Set exercise:
Your task is to print the material below exactly as presented.

Records of labeled points:
— START —

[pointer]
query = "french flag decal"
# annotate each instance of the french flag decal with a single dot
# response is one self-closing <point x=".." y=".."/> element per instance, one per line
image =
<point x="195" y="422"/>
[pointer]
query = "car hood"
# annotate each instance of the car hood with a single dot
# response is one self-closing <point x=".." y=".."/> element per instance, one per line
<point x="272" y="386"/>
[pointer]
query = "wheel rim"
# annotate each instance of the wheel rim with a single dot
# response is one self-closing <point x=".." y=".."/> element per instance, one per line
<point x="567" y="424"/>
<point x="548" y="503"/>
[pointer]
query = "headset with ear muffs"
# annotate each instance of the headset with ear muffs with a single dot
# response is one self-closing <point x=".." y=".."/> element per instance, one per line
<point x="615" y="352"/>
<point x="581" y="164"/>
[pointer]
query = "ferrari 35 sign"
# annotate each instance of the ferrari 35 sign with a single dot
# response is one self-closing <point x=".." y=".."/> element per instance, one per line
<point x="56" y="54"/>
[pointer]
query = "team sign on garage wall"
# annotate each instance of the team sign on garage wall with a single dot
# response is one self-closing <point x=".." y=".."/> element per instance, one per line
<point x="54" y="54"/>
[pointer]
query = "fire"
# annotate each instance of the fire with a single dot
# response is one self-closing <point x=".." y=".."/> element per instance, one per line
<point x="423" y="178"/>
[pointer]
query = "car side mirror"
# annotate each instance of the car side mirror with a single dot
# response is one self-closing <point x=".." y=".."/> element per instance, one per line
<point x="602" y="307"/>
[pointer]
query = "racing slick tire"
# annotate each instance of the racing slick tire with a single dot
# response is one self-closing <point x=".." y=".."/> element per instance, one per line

— END —

Task output:
[pointer]
query = "french flag decal"
# annotate each instance of the french flag decal with a single dot
# response is one self-closing <point x=".." y=".."/> element per instance, one per line
image =
<point x="195" y="422"/>
[pointer]
query = "car hood"
# annotate each instance of the car hood with a single dot
# response is one self-closing <point x=".." y=".."/> element per instance, one per line
<point x="272" y="386"/>
[pointer]
query = "wheel rim"
# annotate each instance of the wheel rim with a single dot
# response is one self-closing <point x=".." y=".."/> element per instance, one per line
<point x="567" y="424"/>
<point x="548" y="503"/>
[pointer]
query = "headset with ear muffs"
# annotate each instance of the headset with ear muffs with a single dot
# response is one self-closing <point x=".." y=".."/> element per instance, one per line
<point x="615" y="352"/>
<point x="581" y="164"/>
[pointer]
query = "ferrari 35 sign"
# annotate each instance of the ferrari 35 sign with a single dot
# response is one self-closing <point x=".." y=".."/> element per instance, one per line
<point x="56" y="54"/>
[pointer]
query = "team sign on garage wall"
# annotate each instance of the team sign on garage wall with a single dot
# response is one self-closing <point x=".." y=".."/> element per instance, one per line
<point x="54" y="54"/>
[pointer]
query = "fire"
# annotate each instance of the fire with a single dot
# response is one self-closing <point x=".." y=".."/> element per instance, one per line
<point x="423" y="178"/>
[pointer]
query = "car side mirror"
# annotate each instance of the car side mirror with a single dot
# response is one self-closing <point x=".." y=".."/> element per instance, one per line
<point x="602" y="307"/>
[pointer]
query = "racing slick tire"
# annotate each instance of the racing slick tire with a single dot
# response is one self-closing <point x=".." y=".."/> element per instance, one per line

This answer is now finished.